EXERCISE OBJECTIVE:
Rewrite the records below with every "marker" replaced by "point" and nothing else changed.

Position annotation records

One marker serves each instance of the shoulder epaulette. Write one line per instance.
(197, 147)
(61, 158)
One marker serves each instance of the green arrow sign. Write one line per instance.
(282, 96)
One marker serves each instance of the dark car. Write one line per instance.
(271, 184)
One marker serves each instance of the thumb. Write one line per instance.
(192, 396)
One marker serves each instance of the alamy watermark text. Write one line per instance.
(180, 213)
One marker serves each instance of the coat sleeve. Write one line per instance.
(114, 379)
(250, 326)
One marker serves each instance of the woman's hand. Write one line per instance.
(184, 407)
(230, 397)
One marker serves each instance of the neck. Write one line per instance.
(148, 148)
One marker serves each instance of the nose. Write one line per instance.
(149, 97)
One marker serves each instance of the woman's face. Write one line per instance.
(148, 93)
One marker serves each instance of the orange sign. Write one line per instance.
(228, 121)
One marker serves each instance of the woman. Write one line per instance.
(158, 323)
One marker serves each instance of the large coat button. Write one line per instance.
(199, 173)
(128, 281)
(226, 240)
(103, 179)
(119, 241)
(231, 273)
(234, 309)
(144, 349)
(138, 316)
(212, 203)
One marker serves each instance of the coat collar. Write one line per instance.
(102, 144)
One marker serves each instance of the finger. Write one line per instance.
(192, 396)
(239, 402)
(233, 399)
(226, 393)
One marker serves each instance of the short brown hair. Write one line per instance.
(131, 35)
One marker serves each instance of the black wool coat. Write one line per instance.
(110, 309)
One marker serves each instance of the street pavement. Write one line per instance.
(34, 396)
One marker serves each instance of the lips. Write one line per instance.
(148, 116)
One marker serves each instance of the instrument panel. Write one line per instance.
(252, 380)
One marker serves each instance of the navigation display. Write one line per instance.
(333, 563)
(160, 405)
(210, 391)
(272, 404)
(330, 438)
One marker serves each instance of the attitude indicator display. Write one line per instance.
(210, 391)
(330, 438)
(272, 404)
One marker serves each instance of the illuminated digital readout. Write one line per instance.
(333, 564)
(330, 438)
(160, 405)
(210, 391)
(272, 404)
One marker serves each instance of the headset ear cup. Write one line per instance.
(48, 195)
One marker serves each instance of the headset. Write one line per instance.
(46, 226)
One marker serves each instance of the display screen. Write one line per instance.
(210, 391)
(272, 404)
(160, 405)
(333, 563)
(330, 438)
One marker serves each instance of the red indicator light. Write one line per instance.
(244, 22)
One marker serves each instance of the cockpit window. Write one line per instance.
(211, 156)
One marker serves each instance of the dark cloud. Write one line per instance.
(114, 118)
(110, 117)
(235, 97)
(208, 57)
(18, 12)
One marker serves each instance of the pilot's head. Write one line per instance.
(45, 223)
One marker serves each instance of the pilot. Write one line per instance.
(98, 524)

CORRECT ANSWER:
One point serves each instance of the shoulder epaulette. Write one line per instance.
(197, 147)
(61, 158)
One point serves each instance of the green arrow sign. Write one line per instance.
(282, 96)
One point serves each instance of the dark car. Write one line per instance.
(271, 184)
One point serves each instance of the thumb. Write one line per instance.
(192, 396)
One point serves each instance of the alamy watermark text. Write one line per instance.
(180, 213)
One point serves each instance of the coat sleeve. Write one line per instance.
(114, 379)
(250, 326)
One point serves each instance of the woman's hand. Write one line per instance.
(184, 407)
(230, 397)
One point serves each instance of the neck. Write one line per instance.
(148, 148)
One point serves each instance of the nose. Write one line per instance.
(149, 97)
One point serves each instance of the woman's face. Write one line per instance.
(148, 93)
One point serves each instance of the orange sign. Write one line per instance.
(228, 121)
One point serves each instance of the woman. Write one line per instance.
(158, 323)
One point serves each instance of the large coat button. Write one line per instance.
(199, 173)
(128, 281)
(226, 240)
(103, 179)
(119, 241)
(231, 273)
(234, 309)
(144, 349)
(138, 316)
(212, 203)
One point serves each instance of the coat collar. Write one line per instance.
(102, 144)
One point serves each instance of the finger. Write one line per instance.
(192, 396)
(239, 402)
(233, 399)
(226, 393)
One point serves each instance of the short brown hair. Write one line per instance.
(131, 35)
One point serves each instance of the black wool coat. Write one line per instance.
(110, 309)
One point serves each instance of the street pavement. Write one line per instance.
(34, 396)
One point serves each instance of the lips. Write one line per instance.
(148, 116)
One point serves each instance of the instrument panel. Write one line per instance.
(252, 380)
One point serves each instance of the navigation display. Write one line per instance.
(333, 563)
(160, 405)
(210, 391)
(272, 404)
(330, 438)
One point serves each instance of the attitude indicator display. Write one line per instance.
(210, 391)
(330, 438)
(272, 404)
One point serves each instance of the illuminated digital readout. Write one line per instance.
(333, 564)
(330, 438)
(160, 405)
(210, 391)
(272, 404)
One point serves each instance of the headset ear cup. Write one line per instance.
(48, 195)
One point serves each instance of the headset. Write one line per instance.
(46, 226)
One point serves each instance of the display screen. Write one line per instance.
(210, 391)
(272, 404)
(160, 405)
(333, 563)
(330, 438)
One point serves each instance of the red indicator light. Write one line per instance.
(244, 22)
One point serves each instance of the cockpit window. Write one line per instance.
(211, 156)
One point serves each instance of the dark cloud. Write one line per instance.
(114, 118)
(110, 117)
(235, 97)
(208, 57)
(18, 12)
One point serves each instance of the pilot's head. Write one line per instance.
(45, 223)
One point serves each instance of the pilot. Write one line per instance.
(98, 524)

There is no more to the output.